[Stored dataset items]
════════════════

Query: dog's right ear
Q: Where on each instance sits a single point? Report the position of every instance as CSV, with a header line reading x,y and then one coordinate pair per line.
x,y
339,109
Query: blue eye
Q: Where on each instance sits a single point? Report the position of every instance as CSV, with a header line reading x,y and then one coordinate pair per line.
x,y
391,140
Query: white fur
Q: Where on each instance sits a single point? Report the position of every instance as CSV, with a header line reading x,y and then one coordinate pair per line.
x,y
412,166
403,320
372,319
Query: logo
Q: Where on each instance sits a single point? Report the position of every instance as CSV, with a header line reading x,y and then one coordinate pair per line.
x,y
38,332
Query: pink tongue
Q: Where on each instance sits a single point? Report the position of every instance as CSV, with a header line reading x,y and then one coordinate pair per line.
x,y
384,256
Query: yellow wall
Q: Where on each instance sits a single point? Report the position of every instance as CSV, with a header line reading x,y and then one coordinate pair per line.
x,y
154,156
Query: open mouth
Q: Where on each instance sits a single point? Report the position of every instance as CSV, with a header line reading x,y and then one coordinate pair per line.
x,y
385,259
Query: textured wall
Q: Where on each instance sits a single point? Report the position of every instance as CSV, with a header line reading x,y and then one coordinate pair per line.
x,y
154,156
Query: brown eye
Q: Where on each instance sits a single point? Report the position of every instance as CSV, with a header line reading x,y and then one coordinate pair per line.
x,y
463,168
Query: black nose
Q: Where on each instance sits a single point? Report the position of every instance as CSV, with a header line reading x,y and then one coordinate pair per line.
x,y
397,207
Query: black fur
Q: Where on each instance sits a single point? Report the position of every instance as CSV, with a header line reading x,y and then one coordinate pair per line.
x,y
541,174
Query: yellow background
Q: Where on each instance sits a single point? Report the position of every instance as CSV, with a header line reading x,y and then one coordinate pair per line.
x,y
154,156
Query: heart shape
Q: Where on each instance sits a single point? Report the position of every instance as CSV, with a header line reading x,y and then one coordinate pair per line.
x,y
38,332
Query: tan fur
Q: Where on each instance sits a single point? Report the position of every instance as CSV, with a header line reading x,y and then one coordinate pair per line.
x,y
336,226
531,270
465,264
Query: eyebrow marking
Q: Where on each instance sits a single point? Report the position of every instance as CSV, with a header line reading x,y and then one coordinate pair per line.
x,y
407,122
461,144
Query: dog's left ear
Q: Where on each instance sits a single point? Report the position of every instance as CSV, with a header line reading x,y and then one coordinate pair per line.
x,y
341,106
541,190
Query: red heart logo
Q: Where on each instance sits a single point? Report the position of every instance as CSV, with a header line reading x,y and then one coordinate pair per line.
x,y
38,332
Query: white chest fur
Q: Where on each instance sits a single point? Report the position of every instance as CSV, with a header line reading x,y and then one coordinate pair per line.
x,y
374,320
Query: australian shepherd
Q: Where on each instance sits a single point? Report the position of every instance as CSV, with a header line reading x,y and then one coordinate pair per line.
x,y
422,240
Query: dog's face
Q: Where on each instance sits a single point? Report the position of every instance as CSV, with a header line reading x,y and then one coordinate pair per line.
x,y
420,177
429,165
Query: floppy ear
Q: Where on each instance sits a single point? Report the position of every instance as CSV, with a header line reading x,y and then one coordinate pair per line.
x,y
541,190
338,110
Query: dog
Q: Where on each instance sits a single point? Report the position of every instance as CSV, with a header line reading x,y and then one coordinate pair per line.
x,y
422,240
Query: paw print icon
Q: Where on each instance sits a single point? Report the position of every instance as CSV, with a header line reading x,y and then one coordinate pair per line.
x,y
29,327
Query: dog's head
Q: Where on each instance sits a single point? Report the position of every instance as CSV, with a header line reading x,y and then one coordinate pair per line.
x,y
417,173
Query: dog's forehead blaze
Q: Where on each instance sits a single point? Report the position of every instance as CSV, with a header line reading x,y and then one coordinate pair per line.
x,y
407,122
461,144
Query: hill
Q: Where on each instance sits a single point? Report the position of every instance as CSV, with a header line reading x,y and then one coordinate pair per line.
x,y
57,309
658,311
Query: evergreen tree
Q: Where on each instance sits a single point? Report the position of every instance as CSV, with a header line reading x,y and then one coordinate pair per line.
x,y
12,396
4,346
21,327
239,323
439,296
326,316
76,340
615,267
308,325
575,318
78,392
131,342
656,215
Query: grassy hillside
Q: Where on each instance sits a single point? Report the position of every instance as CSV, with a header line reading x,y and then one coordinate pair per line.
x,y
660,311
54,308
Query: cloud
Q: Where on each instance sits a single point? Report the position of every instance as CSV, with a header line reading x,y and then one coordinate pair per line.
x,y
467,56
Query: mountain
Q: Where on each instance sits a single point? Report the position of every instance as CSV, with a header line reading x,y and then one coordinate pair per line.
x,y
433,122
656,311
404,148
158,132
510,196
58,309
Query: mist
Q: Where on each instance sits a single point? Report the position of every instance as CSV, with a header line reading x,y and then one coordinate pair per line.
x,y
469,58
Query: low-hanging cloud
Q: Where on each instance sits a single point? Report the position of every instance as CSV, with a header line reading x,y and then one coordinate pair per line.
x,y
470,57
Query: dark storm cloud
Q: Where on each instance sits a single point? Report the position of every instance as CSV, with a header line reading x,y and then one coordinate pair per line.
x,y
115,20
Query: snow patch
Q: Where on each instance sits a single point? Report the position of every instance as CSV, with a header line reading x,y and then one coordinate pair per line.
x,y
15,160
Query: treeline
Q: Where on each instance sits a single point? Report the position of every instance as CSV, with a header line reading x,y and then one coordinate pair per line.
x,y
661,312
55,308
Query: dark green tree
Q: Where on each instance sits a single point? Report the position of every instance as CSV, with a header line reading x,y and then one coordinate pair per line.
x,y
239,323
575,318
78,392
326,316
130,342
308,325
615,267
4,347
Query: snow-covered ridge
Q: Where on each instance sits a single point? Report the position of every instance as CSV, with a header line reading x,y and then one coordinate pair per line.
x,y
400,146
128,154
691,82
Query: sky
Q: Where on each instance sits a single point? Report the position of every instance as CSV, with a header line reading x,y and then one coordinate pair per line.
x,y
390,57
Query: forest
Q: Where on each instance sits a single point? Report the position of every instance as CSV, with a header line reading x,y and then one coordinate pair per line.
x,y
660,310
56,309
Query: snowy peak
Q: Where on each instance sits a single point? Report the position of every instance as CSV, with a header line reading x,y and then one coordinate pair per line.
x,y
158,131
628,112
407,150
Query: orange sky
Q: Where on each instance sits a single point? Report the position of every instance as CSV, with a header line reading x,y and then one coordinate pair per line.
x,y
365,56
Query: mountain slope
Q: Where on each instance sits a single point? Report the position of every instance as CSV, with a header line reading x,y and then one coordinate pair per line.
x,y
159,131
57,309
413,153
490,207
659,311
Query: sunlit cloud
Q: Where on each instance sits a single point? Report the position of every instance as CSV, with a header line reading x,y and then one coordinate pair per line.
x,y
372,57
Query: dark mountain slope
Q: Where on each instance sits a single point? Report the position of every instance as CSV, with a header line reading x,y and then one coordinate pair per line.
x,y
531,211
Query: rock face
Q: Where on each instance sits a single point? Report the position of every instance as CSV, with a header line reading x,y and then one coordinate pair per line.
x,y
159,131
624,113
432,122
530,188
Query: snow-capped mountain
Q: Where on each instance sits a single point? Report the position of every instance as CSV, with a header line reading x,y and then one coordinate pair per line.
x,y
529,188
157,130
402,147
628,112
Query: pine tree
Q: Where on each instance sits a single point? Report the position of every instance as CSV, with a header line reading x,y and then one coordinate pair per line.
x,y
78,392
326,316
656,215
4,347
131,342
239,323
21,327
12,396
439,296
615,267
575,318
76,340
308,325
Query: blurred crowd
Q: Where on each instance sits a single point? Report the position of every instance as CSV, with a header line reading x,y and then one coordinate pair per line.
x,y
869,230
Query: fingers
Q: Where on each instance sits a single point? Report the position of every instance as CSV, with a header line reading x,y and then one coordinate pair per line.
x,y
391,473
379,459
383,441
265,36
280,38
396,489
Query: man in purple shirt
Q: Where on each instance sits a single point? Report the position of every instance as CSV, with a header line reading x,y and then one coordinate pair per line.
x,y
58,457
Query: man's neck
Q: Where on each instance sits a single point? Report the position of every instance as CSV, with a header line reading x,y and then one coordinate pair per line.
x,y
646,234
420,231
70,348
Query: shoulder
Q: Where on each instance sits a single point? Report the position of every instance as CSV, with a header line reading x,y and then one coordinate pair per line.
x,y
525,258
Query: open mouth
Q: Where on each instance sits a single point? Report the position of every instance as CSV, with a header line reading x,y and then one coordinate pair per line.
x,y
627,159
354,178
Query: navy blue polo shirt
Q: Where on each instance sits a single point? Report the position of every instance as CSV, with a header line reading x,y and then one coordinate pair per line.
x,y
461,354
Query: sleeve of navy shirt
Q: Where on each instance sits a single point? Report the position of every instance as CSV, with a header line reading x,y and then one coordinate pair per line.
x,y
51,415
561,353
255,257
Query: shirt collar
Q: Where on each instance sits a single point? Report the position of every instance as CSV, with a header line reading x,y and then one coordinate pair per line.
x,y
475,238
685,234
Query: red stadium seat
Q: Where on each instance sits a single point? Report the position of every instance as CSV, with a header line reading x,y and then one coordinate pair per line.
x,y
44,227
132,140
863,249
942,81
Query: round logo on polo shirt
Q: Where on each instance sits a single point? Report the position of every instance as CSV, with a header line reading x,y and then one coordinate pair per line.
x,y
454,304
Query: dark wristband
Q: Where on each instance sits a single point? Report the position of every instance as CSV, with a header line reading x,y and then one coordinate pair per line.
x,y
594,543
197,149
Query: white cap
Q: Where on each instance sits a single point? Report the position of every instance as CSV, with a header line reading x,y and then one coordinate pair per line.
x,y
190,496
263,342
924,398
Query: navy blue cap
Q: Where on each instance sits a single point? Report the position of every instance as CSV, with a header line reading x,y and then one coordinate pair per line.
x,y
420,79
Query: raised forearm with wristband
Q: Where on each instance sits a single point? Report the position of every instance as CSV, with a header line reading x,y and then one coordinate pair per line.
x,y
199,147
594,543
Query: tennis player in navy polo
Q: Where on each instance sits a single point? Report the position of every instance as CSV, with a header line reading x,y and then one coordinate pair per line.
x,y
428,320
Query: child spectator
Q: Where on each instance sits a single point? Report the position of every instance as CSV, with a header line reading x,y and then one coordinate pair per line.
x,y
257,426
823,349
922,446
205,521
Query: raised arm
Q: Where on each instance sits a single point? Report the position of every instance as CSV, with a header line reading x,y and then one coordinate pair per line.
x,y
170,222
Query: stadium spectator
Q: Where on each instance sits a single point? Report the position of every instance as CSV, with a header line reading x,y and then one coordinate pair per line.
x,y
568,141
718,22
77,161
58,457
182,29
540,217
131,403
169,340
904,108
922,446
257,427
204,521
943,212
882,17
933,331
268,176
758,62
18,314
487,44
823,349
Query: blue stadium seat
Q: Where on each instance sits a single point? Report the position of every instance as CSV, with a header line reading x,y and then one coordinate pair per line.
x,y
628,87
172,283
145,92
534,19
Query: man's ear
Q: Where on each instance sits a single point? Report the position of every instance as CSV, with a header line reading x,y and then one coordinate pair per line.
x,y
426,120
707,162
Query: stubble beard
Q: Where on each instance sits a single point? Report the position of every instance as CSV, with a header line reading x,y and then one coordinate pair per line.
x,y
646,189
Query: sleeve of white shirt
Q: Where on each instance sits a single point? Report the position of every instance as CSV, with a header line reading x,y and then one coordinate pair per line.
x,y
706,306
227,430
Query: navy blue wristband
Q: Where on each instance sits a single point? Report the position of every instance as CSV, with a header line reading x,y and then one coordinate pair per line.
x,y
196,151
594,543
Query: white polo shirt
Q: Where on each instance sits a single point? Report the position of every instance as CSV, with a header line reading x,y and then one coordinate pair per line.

════════════════

PROBLEM TO WORK ON: Exactly and only the lines from the line containing "Query: sleeve of white shirt" through the last line of the entries should be copied, both ends included.

SOLUTION FOR THIS EXERCISE:
Query: sleeve of white shirt
Q: Where on each instance sits a single point? Report the position of every instance as CSV, with a header line reading x,y and then one coordinate pair per line.
x,y
706,306
227,430
Query: navy blue wristband
Q: Where on each instance sits a single point? Report the position of every instance as CSV, with a header line reading x,y and then one coordinate pair per line.
x,y
196,151
594,543
Query: white polo shirt
Q: Where on each instance sits a single point? Report the position of every instance as CSV, with a header line reading x,y and then one coordinate pair per line.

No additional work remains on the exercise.